> _What to work on_
What is needed is each line of the data below that holds the string "segment".

> _Stored items_
-.-.-

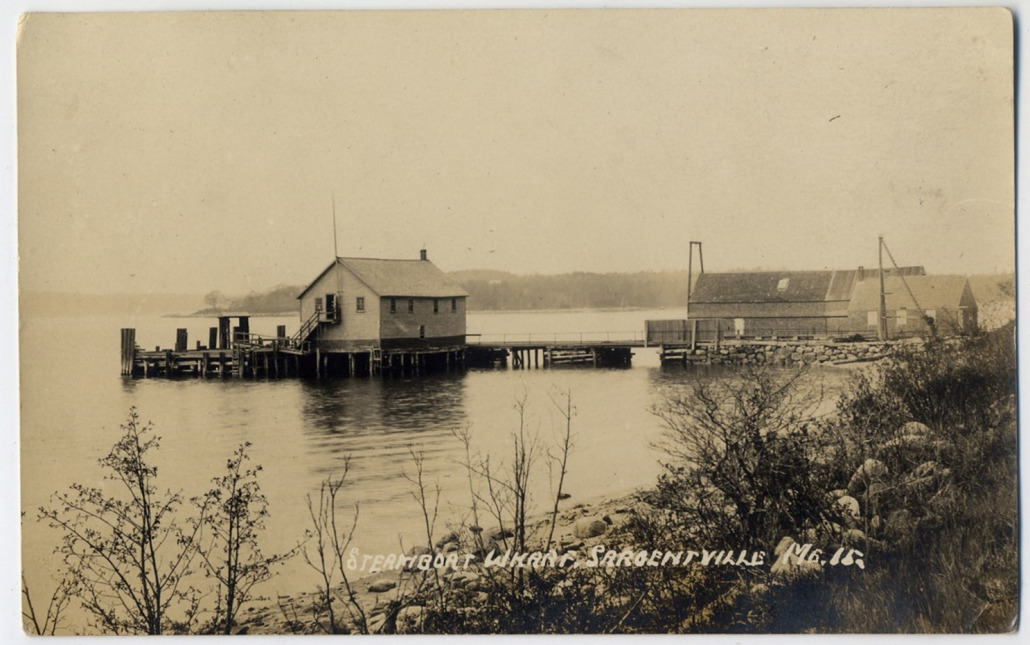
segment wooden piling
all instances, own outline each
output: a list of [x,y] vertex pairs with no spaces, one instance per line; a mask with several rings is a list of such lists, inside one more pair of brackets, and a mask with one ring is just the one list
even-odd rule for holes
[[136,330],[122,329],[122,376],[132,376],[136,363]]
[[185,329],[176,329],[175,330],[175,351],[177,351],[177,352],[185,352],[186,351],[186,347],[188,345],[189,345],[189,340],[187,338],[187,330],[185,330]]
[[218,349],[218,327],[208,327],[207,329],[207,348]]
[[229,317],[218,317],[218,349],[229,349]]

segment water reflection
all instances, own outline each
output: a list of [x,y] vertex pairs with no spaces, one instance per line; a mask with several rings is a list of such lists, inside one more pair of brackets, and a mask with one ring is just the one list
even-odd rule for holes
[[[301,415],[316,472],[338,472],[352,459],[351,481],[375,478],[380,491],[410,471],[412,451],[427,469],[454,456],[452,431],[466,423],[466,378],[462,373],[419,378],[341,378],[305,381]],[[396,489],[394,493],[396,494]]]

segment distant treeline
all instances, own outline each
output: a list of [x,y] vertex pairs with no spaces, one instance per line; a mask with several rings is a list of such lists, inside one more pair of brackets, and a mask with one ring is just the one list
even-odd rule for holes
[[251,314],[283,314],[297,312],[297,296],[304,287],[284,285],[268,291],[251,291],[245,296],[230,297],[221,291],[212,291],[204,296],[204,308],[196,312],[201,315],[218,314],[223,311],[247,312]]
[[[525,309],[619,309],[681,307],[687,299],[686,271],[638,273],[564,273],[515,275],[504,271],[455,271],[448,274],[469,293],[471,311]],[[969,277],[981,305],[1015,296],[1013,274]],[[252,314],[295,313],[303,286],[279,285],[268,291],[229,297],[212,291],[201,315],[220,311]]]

-.-.-

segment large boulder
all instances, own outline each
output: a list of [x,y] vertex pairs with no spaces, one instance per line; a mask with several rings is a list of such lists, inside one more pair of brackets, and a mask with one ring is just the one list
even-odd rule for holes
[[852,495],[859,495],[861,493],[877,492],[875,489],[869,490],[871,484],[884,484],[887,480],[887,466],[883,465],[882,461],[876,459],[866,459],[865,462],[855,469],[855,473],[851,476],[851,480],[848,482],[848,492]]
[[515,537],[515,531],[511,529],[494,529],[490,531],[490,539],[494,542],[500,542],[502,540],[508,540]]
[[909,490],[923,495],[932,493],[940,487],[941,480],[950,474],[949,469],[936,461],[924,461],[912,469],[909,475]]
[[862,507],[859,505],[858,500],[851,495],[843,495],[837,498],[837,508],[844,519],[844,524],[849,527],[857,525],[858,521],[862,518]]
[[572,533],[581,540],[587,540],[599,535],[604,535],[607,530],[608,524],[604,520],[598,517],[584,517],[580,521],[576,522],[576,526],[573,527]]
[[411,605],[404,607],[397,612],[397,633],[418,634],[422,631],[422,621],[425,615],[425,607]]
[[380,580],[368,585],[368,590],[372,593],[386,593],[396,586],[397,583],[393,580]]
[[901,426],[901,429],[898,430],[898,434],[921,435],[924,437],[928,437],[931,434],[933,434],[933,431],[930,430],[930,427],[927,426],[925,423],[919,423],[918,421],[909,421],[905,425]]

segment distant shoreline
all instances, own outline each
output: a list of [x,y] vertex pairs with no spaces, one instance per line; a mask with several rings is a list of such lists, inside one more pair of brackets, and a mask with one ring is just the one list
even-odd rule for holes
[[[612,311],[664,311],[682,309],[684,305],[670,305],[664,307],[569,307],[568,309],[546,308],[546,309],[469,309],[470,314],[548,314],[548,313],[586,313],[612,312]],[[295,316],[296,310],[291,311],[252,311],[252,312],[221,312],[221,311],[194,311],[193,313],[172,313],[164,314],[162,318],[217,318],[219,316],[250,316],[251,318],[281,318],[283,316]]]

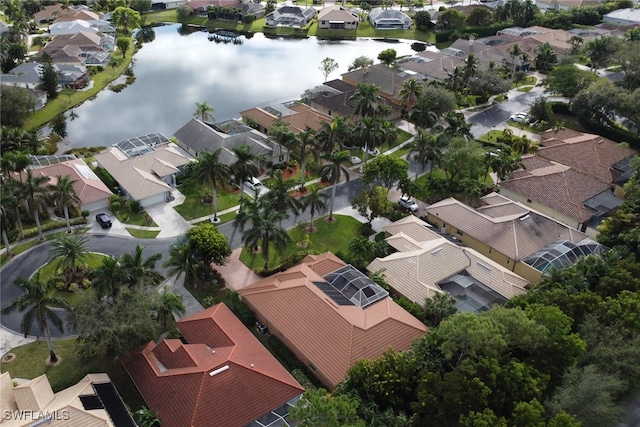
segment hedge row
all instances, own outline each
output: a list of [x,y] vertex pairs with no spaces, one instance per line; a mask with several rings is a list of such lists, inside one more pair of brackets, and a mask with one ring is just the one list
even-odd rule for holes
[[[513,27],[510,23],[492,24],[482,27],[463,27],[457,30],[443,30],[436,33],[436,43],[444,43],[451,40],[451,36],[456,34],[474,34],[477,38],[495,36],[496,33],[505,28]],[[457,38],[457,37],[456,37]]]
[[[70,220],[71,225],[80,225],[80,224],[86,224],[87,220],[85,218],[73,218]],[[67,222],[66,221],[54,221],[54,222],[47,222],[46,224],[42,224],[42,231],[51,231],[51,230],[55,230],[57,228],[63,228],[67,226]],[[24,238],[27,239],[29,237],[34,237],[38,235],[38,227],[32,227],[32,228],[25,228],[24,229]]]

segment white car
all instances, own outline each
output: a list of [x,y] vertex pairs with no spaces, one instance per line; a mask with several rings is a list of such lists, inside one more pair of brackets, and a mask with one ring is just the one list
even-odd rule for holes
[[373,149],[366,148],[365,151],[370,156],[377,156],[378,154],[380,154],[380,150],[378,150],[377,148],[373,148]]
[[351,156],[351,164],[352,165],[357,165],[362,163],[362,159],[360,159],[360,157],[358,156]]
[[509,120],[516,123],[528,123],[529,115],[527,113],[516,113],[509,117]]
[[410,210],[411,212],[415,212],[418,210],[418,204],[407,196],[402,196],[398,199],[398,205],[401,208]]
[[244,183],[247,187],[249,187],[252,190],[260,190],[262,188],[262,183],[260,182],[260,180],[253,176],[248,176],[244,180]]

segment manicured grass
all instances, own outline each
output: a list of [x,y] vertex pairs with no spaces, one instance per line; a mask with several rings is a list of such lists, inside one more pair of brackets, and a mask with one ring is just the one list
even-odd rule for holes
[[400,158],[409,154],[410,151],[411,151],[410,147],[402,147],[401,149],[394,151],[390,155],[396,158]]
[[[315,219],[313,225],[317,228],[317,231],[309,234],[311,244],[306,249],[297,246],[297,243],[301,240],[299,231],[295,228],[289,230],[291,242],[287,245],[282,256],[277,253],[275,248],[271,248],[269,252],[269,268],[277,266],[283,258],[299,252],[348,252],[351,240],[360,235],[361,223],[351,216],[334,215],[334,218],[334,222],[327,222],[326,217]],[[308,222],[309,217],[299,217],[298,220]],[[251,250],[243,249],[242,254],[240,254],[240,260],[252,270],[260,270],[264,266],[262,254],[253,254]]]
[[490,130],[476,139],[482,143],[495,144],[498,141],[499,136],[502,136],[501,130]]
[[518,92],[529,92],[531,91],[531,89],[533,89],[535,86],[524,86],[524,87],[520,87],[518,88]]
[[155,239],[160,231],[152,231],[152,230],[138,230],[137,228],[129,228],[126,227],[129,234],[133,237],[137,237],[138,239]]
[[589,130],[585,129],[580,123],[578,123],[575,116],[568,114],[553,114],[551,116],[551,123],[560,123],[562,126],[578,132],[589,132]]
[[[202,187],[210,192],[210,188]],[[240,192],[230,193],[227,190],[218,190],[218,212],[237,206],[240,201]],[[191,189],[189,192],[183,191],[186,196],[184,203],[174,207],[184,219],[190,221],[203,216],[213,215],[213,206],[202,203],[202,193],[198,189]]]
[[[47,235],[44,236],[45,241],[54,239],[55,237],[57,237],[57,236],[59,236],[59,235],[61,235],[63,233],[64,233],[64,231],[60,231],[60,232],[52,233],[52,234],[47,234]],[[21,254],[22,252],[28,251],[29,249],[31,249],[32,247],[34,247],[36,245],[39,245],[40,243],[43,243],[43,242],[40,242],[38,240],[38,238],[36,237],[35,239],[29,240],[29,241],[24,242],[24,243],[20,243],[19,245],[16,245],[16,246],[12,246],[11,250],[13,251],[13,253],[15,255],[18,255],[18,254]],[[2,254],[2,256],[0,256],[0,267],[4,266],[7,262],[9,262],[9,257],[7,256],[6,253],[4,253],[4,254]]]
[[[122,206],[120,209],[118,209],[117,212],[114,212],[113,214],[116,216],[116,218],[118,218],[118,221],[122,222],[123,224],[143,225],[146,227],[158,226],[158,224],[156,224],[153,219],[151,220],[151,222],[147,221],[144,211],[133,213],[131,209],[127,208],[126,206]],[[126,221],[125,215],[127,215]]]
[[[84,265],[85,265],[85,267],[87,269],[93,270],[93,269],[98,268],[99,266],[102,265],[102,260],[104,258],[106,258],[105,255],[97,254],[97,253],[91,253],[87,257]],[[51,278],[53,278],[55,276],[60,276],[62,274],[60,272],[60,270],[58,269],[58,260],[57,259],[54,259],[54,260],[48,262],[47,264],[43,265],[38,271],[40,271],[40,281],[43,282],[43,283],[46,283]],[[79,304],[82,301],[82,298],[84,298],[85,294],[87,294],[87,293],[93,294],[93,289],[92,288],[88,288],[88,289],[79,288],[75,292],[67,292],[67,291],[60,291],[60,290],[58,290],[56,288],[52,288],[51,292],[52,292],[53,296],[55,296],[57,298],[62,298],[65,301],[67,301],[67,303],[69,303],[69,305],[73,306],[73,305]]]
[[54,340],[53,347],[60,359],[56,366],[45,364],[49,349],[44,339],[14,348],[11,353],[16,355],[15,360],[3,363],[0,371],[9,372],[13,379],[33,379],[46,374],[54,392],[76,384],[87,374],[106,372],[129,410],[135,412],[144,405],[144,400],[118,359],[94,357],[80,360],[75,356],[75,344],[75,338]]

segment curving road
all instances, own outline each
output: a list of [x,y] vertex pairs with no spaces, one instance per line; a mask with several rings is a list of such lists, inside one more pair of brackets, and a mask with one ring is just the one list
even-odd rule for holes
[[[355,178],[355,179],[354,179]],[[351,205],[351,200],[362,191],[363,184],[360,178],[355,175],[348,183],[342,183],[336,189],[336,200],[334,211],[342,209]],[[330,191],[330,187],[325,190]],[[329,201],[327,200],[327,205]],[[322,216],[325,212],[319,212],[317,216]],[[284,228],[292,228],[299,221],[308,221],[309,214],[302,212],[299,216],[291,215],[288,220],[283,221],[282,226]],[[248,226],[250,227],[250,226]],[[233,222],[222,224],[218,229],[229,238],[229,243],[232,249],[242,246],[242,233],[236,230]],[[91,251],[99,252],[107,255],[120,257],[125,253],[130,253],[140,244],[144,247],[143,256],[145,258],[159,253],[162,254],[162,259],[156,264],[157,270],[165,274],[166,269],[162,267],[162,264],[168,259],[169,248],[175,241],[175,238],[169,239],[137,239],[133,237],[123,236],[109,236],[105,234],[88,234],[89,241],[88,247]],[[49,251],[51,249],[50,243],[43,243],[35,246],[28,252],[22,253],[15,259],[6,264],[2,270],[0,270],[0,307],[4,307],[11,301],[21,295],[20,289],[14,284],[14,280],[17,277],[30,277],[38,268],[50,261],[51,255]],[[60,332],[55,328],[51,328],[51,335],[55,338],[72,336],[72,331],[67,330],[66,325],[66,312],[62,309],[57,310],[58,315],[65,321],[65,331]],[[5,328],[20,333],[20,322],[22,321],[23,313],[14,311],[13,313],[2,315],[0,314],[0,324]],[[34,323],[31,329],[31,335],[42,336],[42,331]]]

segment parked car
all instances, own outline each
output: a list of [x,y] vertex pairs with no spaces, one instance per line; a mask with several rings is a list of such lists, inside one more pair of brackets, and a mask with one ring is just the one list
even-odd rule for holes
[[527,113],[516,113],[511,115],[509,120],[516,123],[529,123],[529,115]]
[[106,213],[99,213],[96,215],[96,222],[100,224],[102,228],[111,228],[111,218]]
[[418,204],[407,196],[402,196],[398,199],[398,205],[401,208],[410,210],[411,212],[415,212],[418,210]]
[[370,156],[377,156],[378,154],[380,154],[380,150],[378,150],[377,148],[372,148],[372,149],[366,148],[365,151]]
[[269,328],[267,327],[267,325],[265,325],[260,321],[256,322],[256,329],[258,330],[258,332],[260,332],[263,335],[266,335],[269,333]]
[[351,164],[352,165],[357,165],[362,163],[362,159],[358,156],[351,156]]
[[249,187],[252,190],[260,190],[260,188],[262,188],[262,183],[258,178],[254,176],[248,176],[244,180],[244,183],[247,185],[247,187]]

-.-.-

> _Written response_
segment wooden piling
segment water reflection
segment distant treeline
segment large boulder
segment distant shoreline
segment hedge row
segment white car
segment manicured grass
segment curving road
segment parked car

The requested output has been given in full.